> **EXTRACT**:
As a PRA Board member and close friend of Jean, I watched her work. She traveled widely to educate so many of us; we can hear her modulated voice rigorously documenting her arguments in an analytical style rather than espousing rhetoric. She taught us to carefully choose our words, to criticize each other’s work and constantly reevaluate the flaws in our own work. She routinely attended conferences of various movements of the right, engaging with conference participants without derision because she wanted to know what made the followers of those movements tick.

When I went from a full-time poverty practice at Massachusetts Law Reform Institute to be a professor at Northeastern University School of Law, Jean and I began trading drafts of manuscripts with each other, reading and discussing our work. She encouraged me to include a major section on the right’s influence on welfare reform in my first law review article (when I was not yet tenured) in the Yale Law Review. In hindsight, if I had been at any other law school than Northeastern, this might have killed my tenure possibilities, but I wouldn’t have cared. Jean and I were on the same wave length and she was right; it needed to be said.

> **INFORMATION**:
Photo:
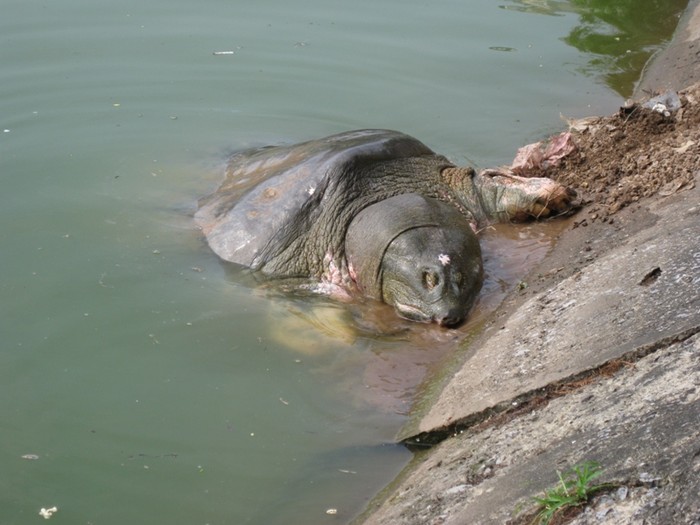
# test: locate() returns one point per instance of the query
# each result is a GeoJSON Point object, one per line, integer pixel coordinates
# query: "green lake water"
{"type": "Point", "coordinates": [139, 381]}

> **WHAT IS EXPECTED**: In the passage about Jean, replace "movements" with "groups" throughout the part between "As a PRA Board" and "of those movements tick.", inclusive, and write out that part.

> **TASK RESPONSE**:
As a PRA Board member and close friend of Jean, I watched her work. She traveled widely to educate so many of us; we can hear her modulated voice rigorously documenting her arguments in an analytical style rather than espousing rhetoric. She taught us to carefully choose our words, to criticize each other’s work and constantly reevaluate the flaws in our own work. She routinely attended conferences of various groups of the right, engaging with conference participants without derision because she wanted to know what made the followers of those groups tick.